▶ [INSTRUCTION]
Reproduce the material exactly, omitting nothing.

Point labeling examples
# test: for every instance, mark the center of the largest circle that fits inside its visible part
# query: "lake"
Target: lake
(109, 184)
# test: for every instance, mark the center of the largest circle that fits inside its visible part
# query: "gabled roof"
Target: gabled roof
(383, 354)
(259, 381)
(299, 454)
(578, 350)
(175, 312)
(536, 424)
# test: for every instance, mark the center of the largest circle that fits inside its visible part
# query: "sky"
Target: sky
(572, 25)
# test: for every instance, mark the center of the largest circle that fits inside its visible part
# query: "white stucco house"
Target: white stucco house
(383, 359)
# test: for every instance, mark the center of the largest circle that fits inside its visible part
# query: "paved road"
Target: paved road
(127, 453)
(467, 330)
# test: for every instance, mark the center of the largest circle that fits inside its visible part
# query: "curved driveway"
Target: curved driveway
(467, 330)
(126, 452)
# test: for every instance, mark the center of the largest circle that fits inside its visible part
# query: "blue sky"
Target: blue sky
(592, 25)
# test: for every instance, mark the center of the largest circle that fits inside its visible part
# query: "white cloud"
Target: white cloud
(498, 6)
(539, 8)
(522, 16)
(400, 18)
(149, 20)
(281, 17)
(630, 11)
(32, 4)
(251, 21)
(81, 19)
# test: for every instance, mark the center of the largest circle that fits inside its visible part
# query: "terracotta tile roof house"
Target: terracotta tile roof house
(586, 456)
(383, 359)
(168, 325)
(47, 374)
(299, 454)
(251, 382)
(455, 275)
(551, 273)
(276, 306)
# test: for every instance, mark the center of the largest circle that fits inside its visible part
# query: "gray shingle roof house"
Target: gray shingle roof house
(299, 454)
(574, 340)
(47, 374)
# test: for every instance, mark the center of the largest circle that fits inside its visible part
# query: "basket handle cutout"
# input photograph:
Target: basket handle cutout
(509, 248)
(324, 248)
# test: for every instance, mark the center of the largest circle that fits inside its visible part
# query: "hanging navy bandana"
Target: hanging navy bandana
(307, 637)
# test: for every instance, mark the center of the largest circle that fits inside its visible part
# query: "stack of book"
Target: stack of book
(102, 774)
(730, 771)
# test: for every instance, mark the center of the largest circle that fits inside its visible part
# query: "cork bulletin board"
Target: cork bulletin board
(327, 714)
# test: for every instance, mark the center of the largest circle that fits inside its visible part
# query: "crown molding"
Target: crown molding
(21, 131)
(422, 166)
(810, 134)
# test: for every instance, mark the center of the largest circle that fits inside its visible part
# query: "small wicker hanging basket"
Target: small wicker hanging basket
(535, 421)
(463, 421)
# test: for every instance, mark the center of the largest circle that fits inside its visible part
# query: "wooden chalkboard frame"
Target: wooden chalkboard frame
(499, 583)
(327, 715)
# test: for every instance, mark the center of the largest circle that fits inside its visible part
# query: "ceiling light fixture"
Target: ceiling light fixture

▶ [TASK OUTPUT]
# test: for every instance, mark the center of the largest circle that fits inside its visible part
# query: "lake"
Target: lake
(109, 184)
# test: for every instance, mark the center of the largest circle that fits inside its visible part
# query: "gabled roof"
Target: gabled roof
(383, 354)
(259, 381)
(299, 454)
(578, 350)
(175, 312)
(536, 424)
# test: for every instance, mark the center of the largest circle that fits inside its visible part
# query: "sky"
Target: sky
(572, 25)
# test: for every instance, mark the center of the largest circle that fits inside its visible part
# query: "white stucco house"
Target: white stucco house
(383, 359)
# test: for every instance, mark the center of the largest circle that fits inside its visible part
# query: "paved road"
Target: paved road
(127, 453)
(467, 330)
# test: for every instance, mark the center of the largest circle that fits inside its visible part
# query: "curved driveway"
Target: curved driveway
(467, 330)
(126, 452)
# test: for every instance, mark the center of the largest circle that fits inside its visible part
# query: "blue sky"
Target: blue sky
(592, 25)
# test: for every instance, mark the center of the largest circle that fits inside its visible part
# query: "white cloud"
Target: white cloud
(498, 6)
(539, 8)
(522, 16)
(400, 18)
(149, 20)
(281, 17)
(630, 11)
(32, 4)
(251, 21)
(81, 19)
# test: for every instance, mark the center of the largest circle that fits inside its visible part
# query: "terracotta tile roof house"
Target: terracotta tile roof house
(586, 456)
(383, 359)
(168, 325)
(47, 374)
(299, 454)
(251, 382)
(455, 275)
(551, 273)
(276, 306)
# test: for every instance, mark the center of the largest circle that fits inside its visible part
# query: "gray shingle roof house"
Target: gray shingle roof house
(299, 454)
(574, 340)
(47, 374)
# test: for every instance, mark the center of the largest circle that fits inside its visible part
# query: "basket handle cutout"
# input photograph:
Target: basket handle cutout
(509, 248)
(324, 248)
# test: for every instance, mark the center of the largest circle that fits inside its visible part
# query: "hanging navy bandana"
Target: hanging navy bandana
(307, 637)
# test: for every instance, mark the center of the largest circle that fits inside its visible part
# query: "stack of book"
Target: stack of book
(102, 774)
(730, 771)
# test: for every instance, mark the center of the largest circle that fits inside its visible part
# query: "cork bulletin board"
Target: cork bulletin board
(327, 714)
# test: for every instance, mark the center of the largest circle that fits inside its visible part
# query: "crown molding"
Target: crown molding
(21, 131)
(422, 166)
(810, 134)
# test: for every instance, mark the center of the largest circle that fits inside its visible part
# query: "small wicker hanging basket"
Target: small wicker hanging basket
(535, 421)
(463, 421)
# test: for every instance, mark the center of the largest circle that fits inside its visible part
# query: "wooden chalkboard frame"
Target: wooden chalkboard frame
(499, 583)
(327, 715)
# test: for every instance, mark the center of the largest circle that fits inside its visible part
# query: "ceiling light fixture"
Target: ceiling light fixture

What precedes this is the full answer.